##### SELECTED EXTRACT
The Rijksmuseum van Geologie en Mineralogie was a museum of geological and mineralogical collections. Up to 1878, geological and mineralogical collections formed part of Rijksmuseum van Natuurlijke Historie, the National Museum of Natural History. This museum, founded in 1820 and established at Leiden, was closely linked with the university there. One of the staff members used to be in charge of the geological collections. In 1893 the collection was moved into a new building at the Van der Werffpark/Garenmarkt as the Rijksmuseum van Geologie en Mineralogie, representing a great step forward. The RGM thus became completely independent and was no longer regarded as part of the Natural History Museum.

==History ==
A list of the early curators of the museum and their roles in the museum's history are included here.
===K. Martin (1878-1922)===
Proposed by the then director of the Natural History Museum, H. Schlegel, K. Martin, a young German geologist, was appointed as ordinary professor of geology at the Leiden University in 1877. In 1878, Martin was also put in charge of the geological and mineralogical collections, which continued to be housed in the Natural History Museum. Under Martin's directorate the collections steadily grew, while increasing in scope and scientific importance. From 1881 onward, most of the fossils collected by the mining engineers of the Mining Survey of the Netherlands East Indies were sent to Leiden for examination by Martin.
##########
##### SOURCE DATA
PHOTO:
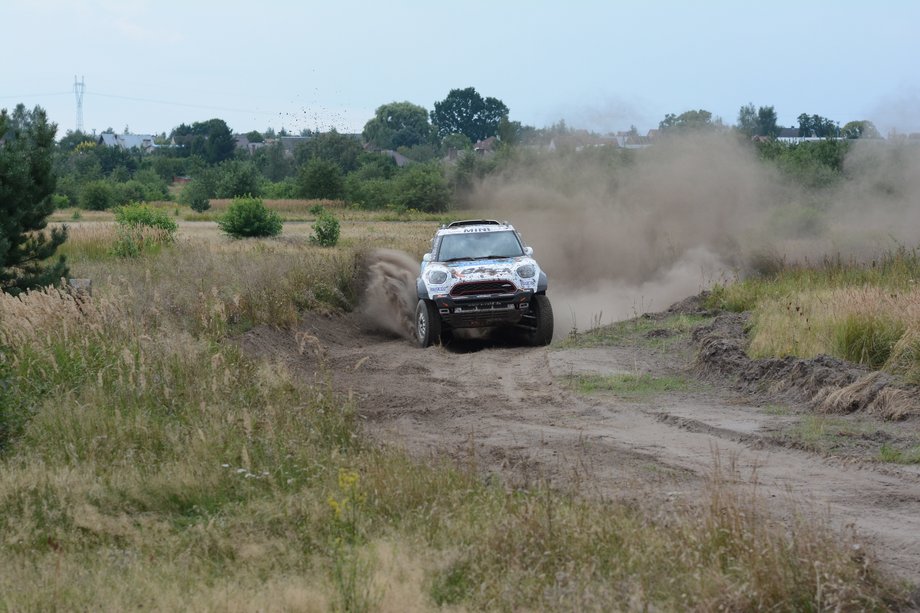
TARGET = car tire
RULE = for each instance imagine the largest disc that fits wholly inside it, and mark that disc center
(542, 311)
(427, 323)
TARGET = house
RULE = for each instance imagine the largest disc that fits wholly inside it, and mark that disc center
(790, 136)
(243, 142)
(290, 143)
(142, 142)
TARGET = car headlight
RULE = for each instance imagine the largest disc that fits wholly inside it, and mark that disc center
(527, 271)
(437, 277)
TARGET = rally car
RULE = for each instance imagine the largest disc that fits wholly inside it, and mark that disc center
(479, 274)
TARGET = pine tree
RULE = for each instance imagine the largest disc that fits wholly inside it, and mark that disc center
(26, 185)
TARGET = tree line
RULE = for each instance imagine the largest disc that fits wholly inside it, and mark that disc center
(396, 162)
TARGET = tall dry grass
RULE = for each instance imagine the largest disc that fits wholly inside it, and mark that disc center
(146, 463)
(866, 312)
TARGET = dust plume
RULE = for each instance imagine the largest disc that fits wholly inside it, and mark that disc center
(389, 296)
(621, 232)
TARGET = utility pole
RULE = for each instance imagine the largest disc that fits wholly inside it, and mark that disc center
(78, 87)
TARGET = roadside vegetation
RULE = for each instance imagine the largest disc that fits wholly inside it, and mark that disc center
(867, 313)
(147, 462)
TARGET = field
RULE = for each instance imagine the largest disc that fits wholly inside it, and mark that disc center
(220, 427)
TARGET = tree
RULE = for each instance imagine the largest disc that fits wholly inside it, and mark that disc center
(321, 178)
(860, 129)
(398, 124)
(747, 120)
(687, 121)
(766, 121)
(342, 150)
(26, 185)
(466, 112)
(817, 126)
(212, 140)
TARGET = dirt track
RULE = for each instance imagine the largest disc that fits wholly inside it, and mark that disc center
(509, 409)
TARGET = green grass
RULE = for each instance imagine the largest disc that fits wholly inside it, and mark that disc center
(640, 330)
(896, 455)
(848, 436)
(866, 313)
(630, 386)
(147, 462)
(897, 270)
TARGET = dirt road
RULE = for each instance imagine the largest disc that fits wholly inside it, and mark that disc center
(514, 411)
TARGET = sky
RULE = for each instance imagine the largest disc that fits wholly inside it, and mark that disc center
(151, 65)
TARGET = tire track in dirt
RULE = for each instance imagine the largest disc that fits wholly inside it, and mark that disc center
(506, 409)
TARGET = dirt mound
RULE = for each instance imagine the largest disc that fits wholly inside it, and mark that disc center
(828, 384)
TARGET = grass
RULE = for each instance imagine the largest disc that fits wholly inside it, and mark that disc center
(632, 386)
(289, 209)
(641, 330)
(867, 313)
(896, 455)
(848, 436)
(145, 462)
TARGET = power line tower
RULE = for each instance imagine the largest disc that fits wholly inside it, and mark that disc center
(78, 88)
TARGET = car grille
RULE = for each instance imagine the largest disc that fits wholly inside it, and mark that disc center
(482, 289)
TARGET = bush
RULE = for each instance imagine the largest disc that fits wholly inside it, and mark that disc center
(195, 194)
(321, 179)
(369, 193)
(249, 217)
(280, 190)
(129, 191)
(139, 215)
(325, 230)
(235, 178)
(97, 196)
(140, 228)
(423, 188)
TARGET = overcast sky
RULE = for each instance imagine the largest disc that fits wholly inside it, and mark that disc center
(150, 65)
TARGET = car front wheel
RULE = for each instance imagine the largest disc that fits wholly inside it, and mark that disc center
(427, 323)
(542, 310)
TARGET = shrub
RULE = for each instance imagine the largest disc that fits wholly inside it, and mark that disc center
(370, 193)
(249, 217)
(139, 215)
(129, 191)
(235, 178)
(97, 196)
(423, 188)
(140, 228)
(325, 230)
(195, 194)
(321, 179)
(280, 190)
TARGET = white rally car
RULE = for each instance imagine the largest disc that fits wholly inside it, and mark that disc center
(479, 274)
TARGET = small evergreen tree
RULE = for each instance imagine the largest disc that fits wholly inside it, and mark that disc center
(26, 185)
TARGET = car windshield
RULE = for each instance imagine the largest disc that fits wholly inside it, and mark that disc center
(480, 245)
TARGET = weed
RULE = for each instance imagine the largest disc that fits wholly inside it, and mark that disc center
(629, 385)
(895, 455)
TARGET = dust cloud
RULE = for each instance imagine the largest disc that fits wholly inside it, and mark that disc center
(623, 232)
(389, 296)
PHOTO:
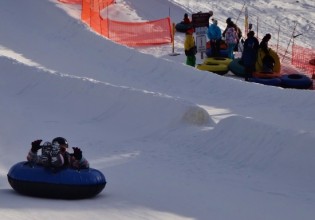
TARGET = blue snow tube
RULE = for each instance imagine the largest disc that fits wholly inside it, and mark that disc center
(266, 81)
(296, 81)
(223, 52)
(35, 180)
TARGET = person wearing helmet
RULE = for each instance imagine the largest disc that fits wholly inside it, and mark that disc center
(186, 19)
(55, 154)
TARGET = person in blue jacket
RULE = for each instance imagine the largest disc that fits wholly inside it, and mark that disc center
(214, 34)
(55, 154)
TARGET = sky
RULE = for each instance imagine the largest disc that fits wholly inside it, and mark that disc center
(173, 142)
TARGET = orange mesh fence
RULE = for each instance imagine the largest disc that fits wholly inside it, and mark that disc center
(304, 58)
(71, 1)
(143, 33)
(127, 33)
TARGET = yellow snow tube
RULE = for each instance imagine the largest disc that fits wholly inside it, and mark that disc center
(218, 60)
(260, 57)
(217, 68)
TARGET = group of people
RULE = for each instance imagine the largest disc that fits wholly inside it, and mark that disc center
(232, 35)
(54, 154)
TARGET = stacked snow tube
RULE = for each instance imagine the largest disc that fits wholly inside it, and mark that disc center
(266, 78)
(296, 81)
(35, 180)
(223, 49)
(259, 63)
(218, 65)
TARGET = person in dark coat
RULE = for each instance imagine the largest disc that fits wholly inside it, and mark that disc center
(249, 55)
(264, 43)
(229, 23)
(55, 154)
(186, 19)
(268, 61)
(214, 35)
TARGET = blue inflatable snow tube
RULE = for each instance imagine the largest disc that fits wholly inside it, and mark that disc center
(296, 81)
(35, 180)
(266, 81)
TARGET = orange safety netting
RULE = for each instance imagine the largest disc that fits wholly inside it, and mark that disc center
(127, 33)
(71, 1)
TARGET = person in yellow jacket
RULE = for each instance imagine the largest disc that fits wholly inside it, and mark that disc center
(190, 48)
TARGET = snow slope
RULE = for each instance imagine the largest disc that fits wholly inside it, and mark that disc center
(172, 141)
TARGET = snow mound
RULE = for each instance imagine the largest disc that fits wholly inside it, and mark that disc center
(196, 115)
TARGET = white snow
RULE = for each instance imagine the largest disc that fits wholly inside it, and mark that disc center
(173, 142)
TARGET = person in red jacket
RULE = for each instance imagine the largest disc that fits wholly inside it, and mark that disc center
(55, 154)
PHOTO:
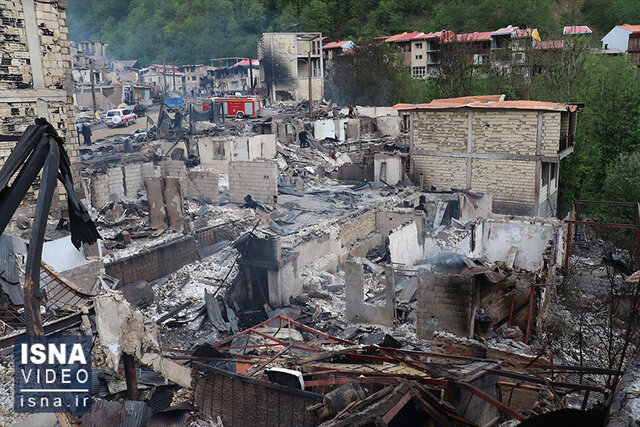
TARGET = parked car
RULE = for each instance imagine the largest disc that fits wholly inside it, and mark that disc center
##########
YOUR GOAL: According to the museum history above, state the year in which the collection was moved into a new building at the Van der Werffpark/Garenmarkt.

EXERCISE ANSWER: 1893